• _Extrait du texte_:
-=-=-=-=-

D’après Tewfik Acliman­dos, « l’armée souhaite voir émerger un régime démocratique solide, qui ne serait plus dépendant d’elle et qui s’attaquerait aux problèmes du pays ».

Le général mohsen al-Fangary. Durant la révolution, il avait effectué à la télévision le salut militaire en hommage aux martyrs. Mais le 12 juillet dernier, il s’est adressé aux manifestants en les pointant d’un doigt menaçant. (Crédit : Sipa)

Mais elle veut aussi un pouvoir civil qui ne remettra en question ni le traité de paix avec Israël ni la politique touristique du pays. « Les Frères musulmans, ajoute le chercheur, sont la seule force à pouvoir constituer une majorité importante au sein de l’Assemblée. Mais la confrérie n’a toujours pas apporté de garantie aux militaires sur les dossiers qui les préoccupent. Et comme ces derniers ne peuvent s’appuyer sur les partis libéraux, trop faibles, ils essayent de réintégrer les anciens du PND. » L’objectif étant de profiter des réseaux du parti dissous en Haute-Égypte et dans le Sinaï, où le tribalisme perdure.

-=-=-=-=-

• _Données fournies_:
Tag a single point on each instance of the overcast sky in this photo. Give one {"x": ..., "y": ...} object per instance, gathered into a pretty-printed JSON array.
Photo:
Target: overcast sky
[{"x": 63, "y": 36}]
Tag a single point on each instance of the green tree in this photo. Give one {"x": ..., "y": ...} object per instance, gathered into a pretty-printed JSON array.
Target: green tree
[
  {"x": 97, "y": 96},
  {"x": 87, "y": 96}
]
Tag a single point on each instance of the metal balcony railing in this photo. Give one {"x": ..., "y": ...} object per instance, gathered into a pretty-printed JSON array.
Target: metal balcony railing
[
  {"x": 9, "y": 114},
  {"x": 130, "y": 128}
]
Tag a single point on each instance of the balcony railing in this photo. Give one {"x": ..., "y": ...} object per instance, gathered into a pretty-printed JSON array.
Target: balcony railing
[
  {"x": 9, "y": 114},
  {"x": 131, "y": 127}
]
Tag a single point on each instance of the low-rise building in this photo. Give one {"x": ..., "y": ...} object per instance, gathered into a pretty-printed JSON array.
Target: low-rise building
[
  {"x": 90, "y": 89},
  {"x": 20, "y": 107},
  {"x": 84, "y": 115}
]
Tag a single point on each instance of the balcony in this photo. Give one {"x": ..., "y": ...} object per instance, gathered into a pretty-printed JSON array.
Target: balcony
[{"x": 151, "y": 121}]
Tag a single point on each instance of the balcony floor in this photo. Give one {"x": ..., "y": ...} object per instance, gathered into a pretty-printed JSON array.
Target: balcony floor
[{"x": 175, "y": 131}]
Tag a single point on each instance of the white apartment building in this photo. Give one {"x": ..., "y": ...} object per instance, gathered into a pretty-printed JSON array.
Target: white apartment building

-=-=-=-=-

• _Consigne_: Dans le texte sur l’armée et les Frères musulmans, recopiez tout ce qui va de « Mais elle veut » jusqu’à « le tribalisme perdure. ».

• _Corrigé_:
Mais elle veut aussi un pouvoir civil qui ne remettra en question ni le traité de paix avec Israël ni la politique touristique du pays. « Les Frères musulmans, ajoute le chercheur, sont la seule force à pouvoir constituer une majorité importante au sein de l’Assemblée. Mais la confrérie n’a toujours pas apporté de garantie aux militaires sur les dossiers qui les préoccupent. Et comme ces derniers ne peuvent s’appuyer sur les partis libéraux, trop faibles, ils essayent de réintégrer les anciens du PND. » L’objectif étant de profiter des réseaux du parti dissous en Haute-Égypte et dans le Sinaï, où le tribalisme perdure.